▶ _EXCERPTED PASSAGE_:

------------------------------------

On Sun, 2013-12-15 at 01:53 +0100, Arnd Bergmann wrote:
> On Saturday 14 December 2013, Sergei Ianovich wrote:
> > There are basically 2 options: one-for-all mfd device and one-for-one
> > device drivers.
> > 
> > MFD
> > pros:
> > * easy to add into the tree (one file)
> > * easy config (one option)
> > 
> > Separate devices
> > * easy to support devices as respective subsystems evolve
> > * easy to add new feature without breaking existing ones. Eg. it may
> > make sense to provide industrial IO interface on analog IO devices
> > * possible to have fine-grained configuration (eg. SRAM in kernel,
> > serial and slot as modules)
> > * proper device tree serves as a datasheet for the machine, so anyone
> > who needs to work on it will have a decent view of the internals
> > 
> > I believe long-term benefits of separate devices outweigh immediate
> > effects of an MFD. However, I certainly don't see the big picture and
> > will accept your decision. Please make one.
> 
> Unfortunately I don't have a good way to judge the tradeoffs without
> understanding more about the design of the hardware. Did I understand
> you right that you expect future versions of the FPGA bitstream
> to implement additional features or have a different set of endpoint
> devices?

I am trying to reduce time you spend on review as much as possible.
Please feel free to say if I do something to the opposite.

I could write a lengthy description of the machine as I understand it,
if need be. I am not related to its vendor in any way, so it may or may
not be correct.

I've made to work 100% of features my client needs in the machine. It is
~80% of the devices on the frame and ~10% of possible slot modules.
There are chances someone else will work on the rest, eg. the device
vendor.

This page contains a photo, if there is any interest to see how it looks
like:
http://www.icpdas.com/root/product/solutions/pac/linpac/lp-8x4x_hardware.html

> If so, I would argue that anything that you consider an optional
> sub-device should have its own device node in the device tree.

------------------------------------

▶ _Coordinate annotation records_:
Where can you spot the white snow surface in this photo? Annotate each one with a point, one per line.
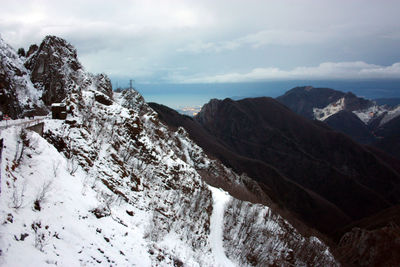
(333, 108)
(220, 200)
(366, 115)
(390, 115)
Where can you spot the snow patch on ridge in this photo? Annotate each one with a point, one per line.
(333, 108)
(220, 200)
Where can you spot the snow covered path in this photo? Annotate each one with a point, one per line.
(220, 198)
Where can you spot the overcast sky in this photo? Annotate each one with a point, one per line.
(217, 41)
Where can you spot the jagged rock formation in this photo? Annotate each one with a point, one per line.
(336, 109)
(113, 185)
(17, 93)
(55, 68)
(340, 172)
(303, 100)
(49, 72)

------------------------------------

▶ _SET TASKS_:
1 – Reproduce the passage of the email about MFD versus separate device drivers from "On Sun, 2013-12-15" up to and including "config (one option)".
2 – Carry on the email about MFD versus separate device drivers, starting right after its last sentence.

▶ _RESPONSE LIST_:
1 –
On Sun, 2013-12-15 at 01:53 +0100, Arnd Bergmann wrote:
> On Saturday 14 December 2013, Sergei Ianovich wrote:
> > There are basically 2 options: one-for-all mfd device and one-for-one
> > device drivers.
> > 
> > MFD
> > pros:
> > * easy to add into the tree (one file)
> > * easy config (one option)

2 –
> 
> Also, do you have to model hardware that is connected to the FPGA
> rather than being part of it?

Anything that can be plugged into the device is discoverable, so doesn't
require to be in the device tree.

> I suspect that you may have a different understanding of the term
> MFD than what I was suggesting: A typical MFD driver in Linux is
> basically a container device that has some registers on its own
> like a version detection or the irqchip but mainly is there to
> create sub-devices that each have a subset of the available
> registers. The sub-devices may or may not be describe in DT in this
> case.

I may be missing something. My general understanding seems to be as
follows. MFD will have probe/remove functionality of drivers for SRAM,
RTC, serial modules in the patch series. MFD will be to FPGA what C
language machine file was to machine: lots of hardcoded constants and
functions which implement non-standard behavior (like set_termios in
8250_lp8x4x.c). This seems to be wrong to me, as device tree is
specifically designed to handle platform device initialization.

The tree you drafted in the previous mail was 100% correct. I though
about doing something like that. I decided not to, since all devices
behind the FPGA are transparently accessed by CPU. I like the idea. I
haven't resent a series with FPGA bus only because you wrote in the same
mail that we need an MFD.

If you say so, we will have an MFD.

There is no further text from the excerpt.